# [EXCERPT TO READ]

+ + +

In addition, to capture a longer pulse width, a space type laser resonator having a longer resonator length (2 m) has been used.
However, a laser medium that oscillates at a wavelength of 1.4 μm or longer has difficulty in generating a laser beam with a high efficiency because of a small gain in general. Also, in the space type laser resonator, the optical parts such as a mirror requires a high precision in the installation, and in the laser radar device that is used outdoors in most cases, the parts are readily out of alignment which arises from a change in temperature, vibrations, or an impact, thereby increasing a loss within the laser resonator. As a result, there arises such a problem that the output of a transmitted light varies. An adverse affection of the parts being out of alignment generally becomes more prominent as the gain of the laser medium is smaller or as the resonator is longer.
In addition, because it is necessary to control the resonator length in order to obtain the transmitted light of a single frequency, a problem occurs in that the single frequency output is not captured while the control is unstable. Moreover, because the resonator length control is realized by mechanically moving the optical parts within the resonator, there is a problem in that output deterioration arises from the optical parts being out of alignment during the operation. For that reason, the conventional spatial resonator type coherent laser radar device has difficulty in gaining a reputation for high reliability.
To solve a means for solving the above problems, a conventional optical fiber type coherent laser radar device using an optical fiber amplifier for a transmitted light source is disclosed, for example, in FIG. 8 in Proceedings (p. 144 to 146) of 11th Coherent Laser Radar Conference (Malvern, Worcestershire, UK, July 2001).
The optical fiber type coherent laser radar device shown in FIG. 8 includes a laser source 1 that outputs a laser beam that oscillates at a single wavelength to an optical fiber, a first optical coupler 2 of the optical fiber type, an optical modulator 3, an optical fiber amplifier 4, a transmitting/receiving light splitting device 5, a transmitting/receiving optical system 6, a second coupler 7 of the optical fiber type, an optical receiver 8, a signal processor 9, a first polarization controller 10, and a second polarization controller 11.
Here, the transmitting/receiving light splitting device 5 includes a first coupling optical system 21, an optical polarizer 22, a quarter wave plate 23, and a second coupling optical system 24 as shown in FIG. 9.

+ + +

# [RECORD SET]
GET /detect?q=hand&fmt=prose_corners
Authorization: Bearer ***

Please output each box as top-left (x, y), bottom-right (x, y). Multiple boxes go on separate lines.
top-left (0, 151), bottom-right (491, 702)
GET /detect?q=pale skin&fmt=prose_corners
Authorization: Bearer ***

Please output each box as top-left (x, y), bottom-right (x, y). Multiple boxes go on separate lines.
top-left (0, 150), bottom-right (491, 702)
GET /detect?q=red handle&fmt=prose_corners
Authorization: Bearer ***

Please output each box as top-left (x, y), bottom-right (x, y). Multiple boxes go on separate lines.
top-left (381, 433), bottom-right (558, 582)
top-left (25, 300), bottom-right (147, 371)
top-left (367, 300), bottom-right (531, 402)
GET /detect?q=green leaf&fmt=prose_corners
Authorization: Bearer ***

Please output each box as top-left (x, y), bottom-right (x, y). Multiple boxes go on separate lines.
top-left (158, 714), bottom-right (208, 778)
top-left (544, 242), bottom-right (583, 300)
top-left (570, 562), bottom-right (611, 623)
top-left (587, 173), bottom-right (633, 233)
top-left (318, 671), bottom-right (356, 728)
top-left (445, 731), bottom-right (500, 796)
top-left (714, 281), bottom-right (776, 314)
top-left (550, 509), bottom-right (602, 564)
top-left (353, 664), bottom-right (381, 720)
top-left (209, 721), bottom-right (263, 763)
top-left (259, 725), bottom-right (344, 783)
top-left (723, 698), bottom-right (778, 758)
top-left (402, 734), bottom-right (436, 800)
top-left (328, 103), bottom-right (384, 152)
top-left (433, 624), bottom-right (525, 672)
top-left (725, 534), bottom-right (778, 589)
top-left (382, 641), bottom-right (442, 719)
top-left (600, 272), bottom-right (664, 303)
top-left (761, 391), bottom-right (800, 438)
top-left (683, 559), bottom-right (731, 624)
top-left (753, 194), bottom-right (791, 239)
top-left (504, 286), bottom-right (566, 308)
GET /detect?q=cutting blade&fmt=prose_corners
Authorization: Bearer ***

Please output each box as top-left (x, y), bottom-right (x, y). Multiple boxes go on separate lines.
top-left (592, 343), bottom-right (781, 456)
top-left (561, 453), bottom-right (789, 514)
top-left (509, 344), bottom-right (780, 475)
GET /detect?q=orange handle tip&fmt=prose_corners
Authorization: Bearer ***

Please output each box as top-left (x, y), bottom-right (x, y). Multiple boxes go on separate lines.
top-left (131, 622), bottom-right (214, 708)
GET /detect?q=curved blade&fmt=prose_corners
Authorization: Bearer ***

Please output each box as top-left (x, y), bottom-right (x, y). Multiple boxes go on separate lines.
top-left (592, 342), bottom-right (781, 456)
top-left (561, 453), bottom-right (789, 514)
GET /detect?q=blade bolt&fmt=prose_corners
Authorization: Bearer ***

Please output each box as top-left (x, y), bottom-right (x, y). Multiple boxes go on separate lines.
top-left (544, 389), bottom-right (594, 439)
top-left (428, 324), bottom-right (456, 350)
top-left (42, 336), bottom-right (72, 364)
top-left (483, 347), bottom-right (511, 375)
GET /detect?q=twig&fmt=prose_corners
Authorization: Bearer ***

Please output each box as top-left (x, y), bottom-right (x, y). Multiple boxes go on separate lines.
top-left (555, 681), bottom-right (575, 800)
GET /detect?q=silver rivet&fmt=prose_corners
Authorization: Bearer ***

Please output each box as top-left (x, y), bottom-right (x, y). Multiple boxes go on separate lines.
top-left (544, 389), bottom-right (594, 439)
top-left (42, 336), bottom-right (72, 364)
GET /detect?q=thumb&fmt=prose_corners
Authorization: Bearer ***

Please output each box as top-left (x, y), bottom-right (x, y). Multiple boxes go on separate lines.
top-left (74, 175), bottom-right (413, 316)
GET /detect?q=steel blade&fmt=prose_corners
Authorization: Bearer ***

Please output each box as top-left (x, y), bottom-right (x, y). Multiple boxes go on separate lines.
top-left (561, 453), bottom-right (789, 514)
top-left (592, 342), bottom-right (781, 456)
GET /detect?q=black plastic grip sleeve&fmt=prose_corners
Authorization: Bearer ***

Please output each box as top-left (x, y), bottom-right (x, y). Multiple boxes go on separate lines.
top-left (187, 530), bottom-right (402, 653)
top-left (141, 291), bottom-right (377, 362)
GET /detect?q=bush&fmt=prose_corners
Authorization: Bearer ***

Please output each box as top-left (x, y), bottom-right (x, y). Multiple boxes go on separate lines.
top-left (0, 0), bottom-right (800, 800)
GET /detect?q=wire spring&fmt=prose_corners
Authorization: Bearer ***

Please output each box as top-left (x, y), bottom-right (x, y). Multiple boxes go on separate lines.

+ + +

# [WORK TO DO]
1: Answer these questions from the excerpt on coherent laser radar devices.
(a) What resonator length did the space type laser resonator have for capturing a longer pulse width?
(b) How is resonator length control realized?
(c) What four components make up the transmitting/receiving light splitting device 5?
2: Continue the excerpt on coherent laser radar devices from where it stops.

# [OUTPUTS]
1:
(a) It had a resonator length of 2 m.
(b) It is realized by mechanically moving the optical parts within the resonator.
(c) They are a first coupling optical system 21, an optical polarizer 22, a quarter wave plate 23, and a second coupling optical system 24.

2:
In the optical fiber type coherent laser radar device shown in FIG. 8, optical parts that pass from the laser source 1 to the transmitting/receiving light splitting device 5 via the optical modulator 3, optical parts that pass from the first optical coupler 2 to the second optical coupler 7 through the second polarization controller 11, and optical parts that pass from the transmitting/receiving light splitting device 5 to the second optical coupler 7 are formed of inline fiber type optical parts, and coupled with each other by means of single mode optical fibers (SMF), respectively.
Next, a description will be given of the operation of the conventional optical fiber type coherent laser radar device. A laser beam from the laser source 1 that oscillates at a signal wavelength (frequency f0) is branched into two by the first optical coupler 2, one of which is used for the local light, and the other of which passes through the first optical coupler 2 and the first polarization controller 10 as a transmitted light, and is then modulated by the optical modulator 3.
Here, the optical modulator 3 is formed of an acousto-optic (AO) element which is driven by pulses, shifts an optical frequency of the laser beam by a frequency f1, modulates a laser beam in the form of pulses, and outputs the laser beam. The pulsed laser beam is applied toward a target by the transmitting/receiving optical system 6 through the transmitting/receiving light splitting device 5 after being amplified by the optical fiber amplifier 4.
The transmitted light that has been applied onto the target is scattered into a received light upon receiving a Doppler shift (Doppler frequency fd) corresponding to a velocity of the target. The received light is split from the transmitted light in the transmitting/receiving light splitting device 5 through the transmitting/receiving optical system 6, and is then coupled with the local light in the second optical coupler 7.
A mixed light of the received light with the local light is detected in heterodyne by the optical receiver 8, and a beat signal having a frequency of a frequency difference (f1+fd) between the local light and the received light is outputted from the optical receiver 8. The beat signal is processed in the signal processor 9, and physical information such as a distance to a target, a velocity, a density distribution, or a velocity distribution is measured from the receive intensity of the received light, a round trip time, and a Doppler frequency.
In the transmitting/receiving light splitting device 5, the transmitted light and the received light are split by means of polarization. As shown in FIG. 9, a pulsed laser beam from the optical fiber amplifier 4 is used for the transmitted light, and enters the optical polarizer 22 as a substantially collimated beam by the first coupling optical system 21. The light polarizer 22 is so set as to transmit polarized components that are in parallel with a paper face and reflect polarized components that are perpendicular to the paper face. The transmitted light that has been reflected by the polarizer 22 becomes a linearly polarized light that is perpendicular to the paper face.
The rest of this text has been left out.